• **EXERCISE**: Output the data in full. Keep every entry exactly as written.

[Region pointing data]
-------
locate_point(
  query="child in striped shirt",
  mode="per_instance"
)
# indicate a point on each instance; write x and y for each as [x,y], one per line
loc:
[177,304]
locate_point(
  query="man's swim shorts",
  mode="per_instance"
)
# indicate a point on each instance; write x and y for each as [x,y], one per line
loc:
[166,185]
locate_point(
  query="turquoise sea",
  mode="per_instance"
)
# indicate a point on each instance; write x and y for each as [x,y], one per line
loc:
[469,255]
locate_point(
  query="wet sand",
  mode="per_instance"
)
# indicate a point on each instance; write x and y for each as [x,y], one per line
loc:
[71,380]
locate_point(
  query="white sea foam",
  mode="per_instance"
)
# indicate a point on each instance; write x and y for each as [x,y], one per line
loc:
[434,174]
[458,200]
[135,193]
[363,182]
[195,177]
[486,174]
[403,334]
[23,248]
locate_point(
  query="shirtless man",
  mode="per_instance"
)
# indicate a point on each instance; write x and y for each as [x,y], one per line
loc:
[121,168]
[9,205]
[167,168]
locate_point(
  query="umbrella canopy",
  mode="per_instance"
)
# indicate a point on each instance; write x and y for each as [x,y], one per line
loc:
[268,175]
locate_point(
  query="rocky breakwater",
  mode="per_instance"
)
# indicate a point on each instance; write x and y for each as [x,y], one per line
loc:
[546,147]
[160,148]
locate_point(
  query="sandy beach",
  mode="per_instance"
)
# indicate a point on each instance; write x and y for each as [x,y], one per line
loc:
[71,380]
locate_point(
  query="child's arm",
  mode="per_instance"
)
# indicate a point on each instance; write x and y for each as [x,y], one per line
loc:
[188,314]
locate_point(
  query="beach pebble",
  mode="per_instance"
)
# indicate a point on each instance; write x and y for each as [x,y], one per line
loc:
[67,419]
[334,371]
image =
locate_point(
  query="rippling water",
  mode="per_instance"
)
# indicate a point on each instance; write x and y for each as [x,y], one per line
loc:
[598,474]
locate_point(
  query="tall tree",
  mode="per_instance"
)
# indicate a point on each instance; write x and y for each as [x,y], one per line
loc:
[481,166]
-------
• **TASK RESULT**:
locate_point(
  query="child in striped shirt",
  mode="per_instance"
)
# indicate a point on each instance; write x and y for each as [x,y], one per line
loc:
[177,304]
locate_point(
  query="man's swim shorts",
  mode="per_instance"
)
# indicate a point on each instance; write x and y for each as [x,y], one per line
loc:
[166,185]
locate_point(
  query="turquoise sea",
  mode="per_instance"
)
# indicate a point on each instance; write x and y for each as [x,y], one per line
loc:
[469,255]
locate_point(
  query="wet sand",
  mode="per_instance"
)
# indicate a point on each instance; write x and y for each as [x,y], one per line
loc:
[71,380]
locate_point(
  query="white sea foam",
  mode="per_instance"
)
# indicate a point on each instance; write x and y for each as [x,y], one per line
loc:
[434,174]
[458,200]
[135,193]
[363,182]
[195,177]
[486,174]
[403,334]
[23,248]
locate_point(
  query="shirtless man",
  mode="per_instance"
)
# indicate a point on each instance; write x and y for each as [x,y], one per line
loc:
[121,168]
[9,205]
[167,168]
locate_point(
  query="umbrella canopy",
  mode="per_instance"
)
# indicate a point on each instance; write x and y for each as [x,y], one per line
loc:
[268,175]
locate_point(
  query="rocky breakwater",
  mode="per_instance"
)
# indicate a point on each instance; write x and y for each as [x,y], one per line
loc:
[546,147]
[160,148]
locate_point(
  query="sandy beach",
  mode="per_instance"
)
# indicate a point on each instance; write x and y for each as [x,y], one per line
loc:
[71,380]
locate_point(
  query="child's arm",
  mode="per_instance"
)
# indicate a point on each instance; write x and y for each as [x,y], one per line
loc:
[188,314]
locate_point(
  query="beach pebble",
  mode="per_instance"
)
# indicate a point on each instance; write x and y for each as [x,y], one per line
loc:
[67,419]
[334,371]
image =
locate_point(
  query="rippling water",
  mode="per_instance"
)
# indicate a point on each instance; write x and y for each as [x,y], one per line
loc:
[598,474]
locate_point(
  query="tall tree",
  mode="per_instance"
)
# indicate a point on each instance; write x and y for each as [x,y], one per line
loc:
[481,166]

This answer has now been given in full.